● **Istruzioni esercizio**:
Individua nell'elenco qui sotto ogni riga che contiene la parola "pink" e ricopiala.

● **Dati memorizzati**:
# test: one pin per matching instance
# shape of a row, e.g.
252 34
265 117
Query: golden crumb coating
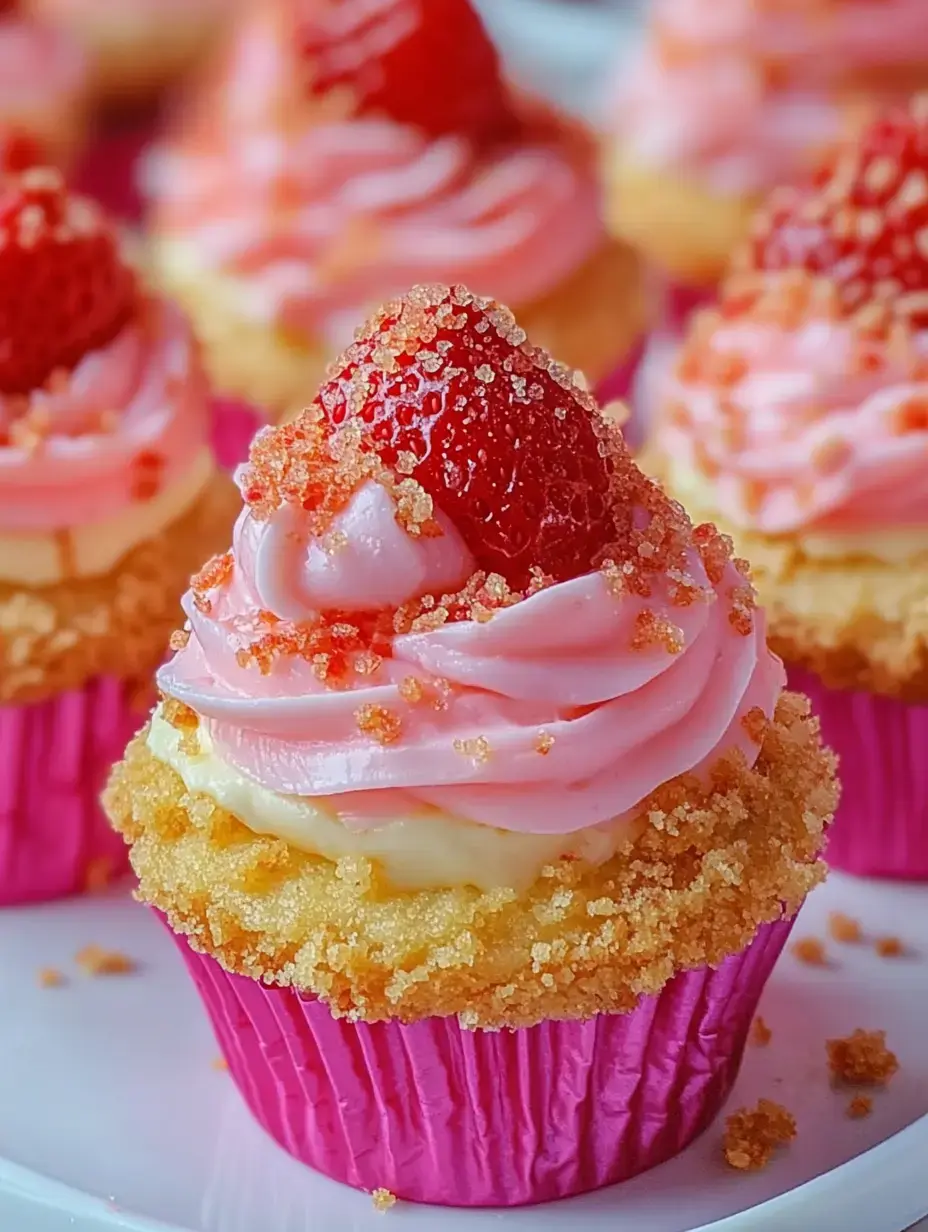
589 322
57 637
709 866
855 621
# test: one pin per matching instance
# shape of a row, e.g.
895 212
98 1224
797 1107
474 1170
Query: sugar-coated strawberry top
445 391
64 288
427 63
864 224
354 644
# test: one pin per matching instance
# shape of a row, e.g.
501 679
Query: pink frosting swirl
822 40
40 67
807 436
747 95
130 415
550 720
322 217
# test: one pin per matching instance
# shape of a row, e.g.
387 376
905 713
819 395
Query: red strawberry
64 290
20 150
865 222
505 444
427 63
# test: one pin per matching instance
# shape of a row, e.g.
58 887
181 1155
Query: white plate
113 1116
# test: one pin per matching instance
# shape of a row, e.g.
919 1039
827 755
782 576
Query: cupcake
797 419
107 497
136 47
43 86
728 99
343 153
475 778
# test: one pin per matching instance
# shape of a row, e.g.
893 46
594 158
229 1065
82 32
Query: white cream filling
896 546
425 850
42 558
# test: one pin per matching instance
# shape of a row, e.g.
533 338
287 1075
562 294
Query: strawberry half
427 63
64 290
864 224
518 456
20 150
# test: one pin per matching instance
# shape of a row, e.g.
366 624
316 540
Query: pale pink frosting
558 664
715 118
818 445
40 68
821 38
708 107
150 381
319 218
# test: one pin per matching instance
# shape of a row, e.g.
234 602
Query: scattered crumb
97 961
889 946
859 1106
383 1200
753 1134
810 950
99 875
844 928
761 1033
862 1058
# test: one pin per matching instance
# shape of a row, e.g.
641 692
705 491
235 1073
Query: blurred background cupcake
797 418
727 99
136 48
530 821
341 153
43 85
109 497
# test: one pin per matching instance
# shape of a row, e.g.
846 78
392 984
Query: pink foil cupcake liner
56 757
881 826
438 1114
234 424
675 304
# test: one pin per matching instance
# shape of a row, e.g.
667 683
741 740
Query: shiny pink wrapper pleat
439 1114
56 758
234 425
881 826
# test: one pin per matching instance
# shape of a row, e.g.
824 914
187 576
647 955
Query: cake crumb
810 950
889 946
844 928
859 1106
752 1135
97 961
862 1058
383 1200
761 1033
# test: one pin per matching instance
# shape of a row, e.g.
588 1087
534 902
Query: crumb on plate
889 946
761 1033
844 928
97 961
752 1135
383 1199
862 1058
810 950
859 1106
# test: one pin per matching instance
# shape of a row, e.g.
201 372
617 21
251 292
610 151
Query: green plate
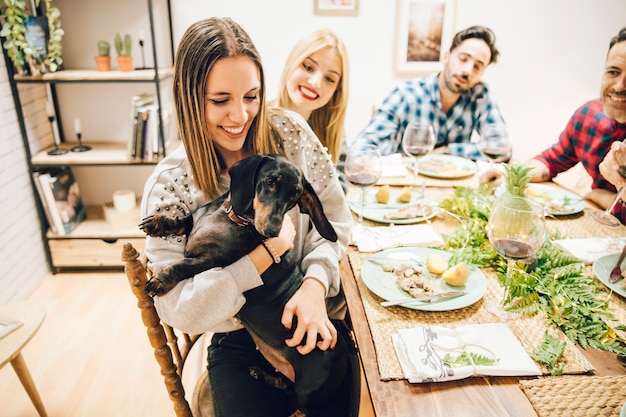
547 195
603 267
383 284
376 212
454 167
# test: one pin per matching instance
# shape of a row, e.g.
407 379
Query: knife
425 298
616 273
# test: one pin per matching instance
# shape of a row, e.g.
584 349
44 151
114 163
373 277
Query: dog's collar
231 214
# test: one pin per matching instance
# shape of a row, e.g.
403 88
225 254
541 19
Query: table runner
576 396
384 321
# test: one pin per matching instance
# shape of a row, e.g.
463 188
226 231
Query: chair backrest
170 349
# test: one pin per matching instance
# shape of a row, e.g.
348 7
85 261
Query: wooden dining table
478 395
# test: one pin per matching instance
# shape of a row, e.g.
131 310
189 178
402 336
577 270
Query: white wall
552 52
22 259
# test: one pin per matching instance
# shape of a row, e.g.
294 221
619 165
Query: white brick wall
22 259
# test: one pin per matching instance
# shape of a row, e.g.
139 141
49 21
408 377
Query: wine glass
418 140
516 230
363 168
495 144
606 217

● **Soluzione compito**:
Query: pink frosting swirl
Query: pale pink frosting
Query: pink foil cupcake liner
Query: shiny pink wrapper pleat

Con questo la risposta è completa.